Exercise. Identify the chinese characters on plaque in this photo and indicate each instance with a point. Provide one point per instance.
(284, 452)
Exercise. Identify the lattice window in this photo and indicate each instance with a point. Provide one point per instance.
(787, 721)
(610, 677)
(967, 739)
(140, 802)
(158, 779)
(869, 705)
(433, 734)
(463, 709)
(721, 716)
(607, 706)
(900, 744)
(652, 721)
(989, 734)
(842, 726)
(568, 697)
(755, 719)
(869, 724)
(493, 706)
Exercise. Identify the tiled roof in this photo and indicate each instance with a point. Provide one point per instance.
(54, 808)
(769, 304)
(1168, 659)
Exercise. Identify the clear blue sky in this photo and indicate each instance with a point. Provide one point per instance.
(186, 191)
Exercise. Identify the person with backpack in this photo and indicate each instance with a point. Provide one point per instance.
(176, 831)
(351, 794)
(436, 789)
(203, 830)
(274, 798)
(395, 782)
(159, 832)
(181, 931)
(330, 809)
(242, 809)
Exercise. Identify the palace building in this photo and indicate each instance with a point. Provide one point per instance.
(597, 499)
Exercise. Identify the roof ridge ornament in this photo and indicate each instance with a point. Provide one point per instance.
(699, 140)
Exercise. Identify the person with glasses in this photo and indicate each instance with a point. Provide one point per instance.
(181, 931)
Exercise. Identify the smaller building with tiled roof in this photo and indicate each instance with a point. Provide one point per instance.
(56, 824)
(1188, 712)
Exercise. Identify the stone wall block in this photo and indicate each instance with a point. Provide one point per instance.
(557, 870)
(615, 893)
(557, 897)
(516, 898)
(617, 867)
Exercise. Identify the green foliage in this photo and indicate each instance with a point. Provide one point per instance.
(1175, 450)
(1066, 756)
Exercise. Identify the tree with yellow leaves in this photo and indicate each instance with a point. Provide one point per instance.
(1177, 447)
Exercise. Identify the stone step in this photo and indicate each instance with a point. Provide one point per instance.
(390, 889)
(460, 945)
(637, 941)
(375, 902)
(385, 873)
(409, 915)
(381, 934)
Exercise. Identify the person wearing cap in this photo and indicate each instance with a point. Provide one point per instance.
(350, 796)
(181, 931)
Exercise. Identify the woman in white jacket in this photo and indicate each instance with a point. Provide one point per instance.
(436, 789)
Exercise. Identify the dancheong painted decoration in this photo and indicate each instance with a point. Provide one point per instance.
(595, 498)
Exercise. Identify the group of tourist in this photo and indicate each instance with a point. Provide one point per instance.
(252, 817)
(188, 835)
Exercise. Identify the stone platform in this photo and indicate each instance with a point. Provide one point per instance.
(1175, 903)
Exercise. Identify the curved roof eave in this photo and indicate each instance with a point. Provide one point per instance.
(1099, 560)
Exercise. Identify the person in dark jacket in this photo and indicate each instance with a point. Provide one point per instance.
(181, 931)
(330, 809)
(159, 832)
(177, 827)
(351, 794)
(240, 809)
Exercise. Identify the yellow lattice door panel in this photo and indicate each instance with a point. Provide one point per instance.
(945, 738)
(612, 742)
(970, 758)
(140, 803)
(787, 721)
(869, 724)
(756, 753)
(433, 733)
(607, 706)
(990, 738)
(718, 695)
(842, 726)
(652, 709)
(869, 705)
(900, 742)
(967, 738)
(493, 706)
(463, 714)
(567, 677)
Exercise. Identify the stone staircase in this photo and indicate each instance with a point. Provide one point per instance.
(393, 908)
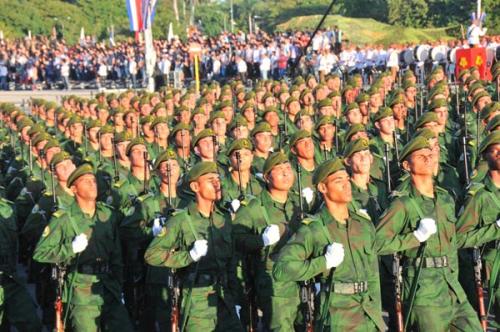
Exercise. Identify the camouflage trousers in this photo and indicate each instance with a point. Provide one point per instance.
(209, 309)
(112, 316)
(17, 306)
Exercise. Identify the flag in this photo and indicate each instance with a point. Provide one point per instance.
(148, 12)
(134, 10)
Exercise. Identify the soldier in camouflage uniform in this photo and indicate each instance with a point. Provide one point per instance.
(84, 238)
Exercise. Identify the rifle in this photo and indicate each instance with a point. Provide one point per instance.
(396, 260)
(175, 290)
(58, 274)
(483, 316)
(306, 287)
(240, 185)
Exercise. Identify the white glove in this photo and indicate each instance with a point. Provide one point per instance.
(156, 227)
(426, 228)
(79, 243)
(235, 205)
(308, 194)
(334, 255)
(271, 235)
(199, 250)
(238, 310)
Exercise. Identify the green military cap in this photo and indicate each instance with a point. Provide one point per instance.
(408, 84)
(298, 135)
(178, 127)
(79, 171)
(216, 115)
(239, 144)
(124, 136)
(326, 169)
(146, 119)
(398, 99)
(261, 127)
(35, 130)
(134, 142)
(478, 96)
(168, 154)
(357, 145)
(415, 144)
(362, 97)
(350, 107)
(492, 138)
(353, 130)
(202, 134)
(383, 112)
(426, 118)
(225, 103)
(323, 120)
(290, 100)
(51, 143)
(74, 120)
(158, 106)
(276, 158)
(334, 94)
(198, 110)
(269, 110)
(437, 103)
(158, 120)
(50, 105)
(425, 132)
(59, 157)
(489, 109)
(94, 124)
(239, 121)
(327, 102)
(24, 122)
(200, 169)
(40, 138)
(107, 129)
(493, 124)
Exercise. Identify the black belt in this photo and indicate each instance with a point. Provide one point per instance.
(98, 268)
(206, 279)
(430, 262)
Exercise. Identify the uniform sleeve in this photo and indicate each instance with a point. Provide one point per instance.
(295, 262)
(245, 234)
(392, 232)
(55, 244)
(166, 249)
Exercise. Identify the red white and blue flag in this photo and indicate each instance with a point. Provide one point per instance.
(141, 13)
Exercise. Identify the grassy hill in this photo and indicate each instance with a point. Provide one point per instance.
(366, 30)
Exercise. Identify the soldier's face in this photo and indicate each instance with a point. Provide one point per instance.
(281, 177)
(208, 187)
(354, 116)
(337, 187)
(421, 162)
(493, 157)
(263, 141)
(86, 187)
(174, 168)
(361, 162)
(246, 158)
(64, 169)
(442, 113)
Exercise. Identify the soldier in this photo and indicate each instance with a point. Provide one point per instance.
(318, 248)
(413, 218)
(261, 228)
(197, 242)
(482, 208)
(84, 238)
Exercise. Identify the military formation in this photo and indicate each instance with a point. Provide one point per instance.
(290, 206)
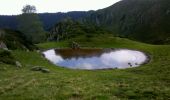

═══

> [How to complete this task]: Set all of the records down once more, letter for letter, with the images removed.

> [Exercise output]:
Exercise. Identify the chinese characters on plaque in this photo and indicate each instance with a point. Provide one point per instance.
(284, 452)
Exercise. Identify the lattice window in this photo and indicate each instance with a point. Provide one point per instance.
(787, 721)
(610, 677)
(967, 739)
(140, 802)
(158, 779)
(869, 705)
(433, 734)
(463, 709)
(721, 716)
(607, 706)
(900, 744)
(652, 721)
(989, 734)
(842, 726)
(568, 697)
(755, 719)
(869, 724)
(493, 706)
Exercise. Identify the tiled roof in this photo and indicate each instance with a point. Provide one point per instance.
(54, 808)
(769, 304)
(1168, 659)
Exercise. Identify the clear blue sky in this photo and indicate each instance with a point. Provide one point per instance.
(186, 191)
Exercise. Identify the person with backpack in this photo and indicate each instance with a point. Provide one point per instance.
(176, 831)
(351, 794)
(436, 789)
(203, 830)
(274, 798)
(395, 782)
(159, 832)
(181, 931)
(330, 809)
(242, 809)
Exercise. Identify the palace building in this photo and indicate each instance with a point. Provide one point per instance.
(597, 499)
Exercise. Identify the roof ridge ornament in this photo and indicate each instance with a point. Provide one point per instance.
(699, 140)
Exercise. Identify the person with glasses in this photo and indicate each instance with a point. Provide one point per instance.
(181, 931)
Exercise. Identify the smaller building with tiled roof in this photo and indicate each instance with a point. Provide one point per instance.
(56, 824)
(1188, 712)
Exercise. Identify the stone wall block in this photo and indicate each instance with a point. Provide one point per instance.
(557, 870)
(615, 893)
(557, 897)
(516, 898)
(617, 867)
Exercise. Identify the green foliage in this photo and indicate each instance with a point. Provide one point per instance.
(1175, 450)
(1066, 756)
Exercise. Identify the tree with yellow leaves in this photo and indicate each instance with a point. Provide one point per instance.
(1177, 447)
Exercise. Identify the stone step in this photo and indicate each instance with a point. Provide one point per instance.
(390, 889)
(460, 945)
(637, 941)
(375, 902)
(385, 873)
(409, 915)
(381, 934)
Exercise. Identify the person wearing cap in this photo and indicate each instance with a point. Provide one point per instance.
(350, 796)
(181, 931)
Exercise. Identify the woman in white jacket in this photo and indicate each instance with a point. Provide one point per instance.
(436, 789)
Exercise. Identify the dancheong painted decoration in this photo and indicate each instance with a point. Provide one point per instance.
(595, 498)
Exercise. Identify the group of tourist in this photo and indicate each instance with a point. Provide one point per instance.
(252, 817)
(188, 835)
Exercise. Identify the stone platform in this photo and indicate each instance with a point. Provide one point per instance.
(1175, 903)
Exercise. Identify the curved roof eave in this photo and indicate each instance with a point. Provide one point per instance.
(1099, 560)
Exercise. Identify the person in dark jacket in this photo and indicate each instance with a point. Provide one point per instance.
(181, 931)
(330, 809)
(159, 832)
(177, 827)
(351, 794)
(240, 809)
Exercise. Identify the yellow lattice door panel in this photo and indicate each instance with a point. Provide one point per instance.
(945, 738)
(612, 742)
(970, 758)
(140, 803)
(787, 721)
(869, 724)
(756, 753)
(433, 733)
(607, 706)
(990, 738)
(718, 695)
(842, 726)
(652, 709)
(869, 705)
(900, 742)
(967, 738)
(493, 706)
(463, 714)
(567, 677)
Exercise. Identify the stone staircase in this photo and indicate each instance with a point. Provide one point per instance.
(393, 908)
Exercise. Identify the camouflage trousers in this photo and indicate each instance with a point. Provide one point per instance.
(209, 309)
(112, 316)
(17, 306)
Exercise. Identify the flag in this photo and indicate each instance with a point. Provide one point per instance.
(148, 12)
(134, 10)
Exercise. Identify the soldier in camouflage uniform in this photo and indicate each instance with a point. Provide one point per instance.
(84, 238)
Exercise. Identify the rifle in this photo and indicate each instance with a point. Provide one point per instance.
(396, 260)
(175, 290)
(58, 274)
(483, 316)
(306, 287)
(240, 185)
Exercise. Identify the white glove in this photo and indicate each instance with a point. Provide one point per instance.
(156, 227)
(426, 228)
(79, 243)
(235, 205)
(308, 194)
(334, 255)
(271, 235)
(199, 250)
(238, 310)
Exercise. Identify the green military cap in this photo and indicate each instance with a point. Provide one point per instance.
(408, 84)
(298, 135)
(178, 127)
(79, 171)
(216, 115)
(239, 144)
(124, 136)
(326, 169)
(146, 119)
(398, 99)
(261, 127)
(35, 130)
(134, 142)
(478, 96)
(168, 154)
(357, 145)
(415, 144)
(362, 97)
(350, 107)
(492, 138)
(353, 130)
(202, 134)
(383, 112)
(426, 118)
(225, 103)
(323, 120)
(290, 100)
(51, 143)
(74, 120)
(158, 106)
(276, 158)
(334, 94)
(198, 110)
(269, 110)
(437, 103)
(158, 120)
(50, 105)
(425, 132)
(59, 157)
(489, 109)
(94, 124)
(239, 121)
(327, 102)
(24, 122)
(200, 169)
(40, 138)
(107, 129)
(493, 124)
Exercise. Identify the black belt in this photo and indicate each instance with a point. Provide one point per instance.
(98, 268)
(206, 279)
(430, 262)
Exercise. Identify the uniform sleeve in this photo and indicate each instance with a point. Provide one point per instance.
(295, 262)
(245, 234)
(392, 232)
(55, 244)
(166, 249)
Exercise. Identify the red white and blue flag in this photo and indicate each instance with a point. Provide one point per instance.
(141, 13)
Exercise. Identify the grassy hill in this photo and indicate each instance with a point. Provide one point per instance.
(366, 30)
Exercise. Identify the soldier's face in this photo and indicate each instance with a point. Provide one point per instance.
(281, 177)
(208, 187)
(354, 116)
(337, 187)
(421, 162)
(493, 157)
(263, 141)
(86, 187)
(174, 168)
(361, 162)
(246, 158)
(64, 169)
(442, 113)
Exercise. Identify the soldier in this photo and indicate each instance with a point. Provide one point per instance.
(318, 248)
(413, 218)
(261, 228)
(197, 242)
(482, 208)
(84, 238)
Exercise. Identify the military formation in this photo and indicate each instance with a point. Provide one point per instance.
(290, 206)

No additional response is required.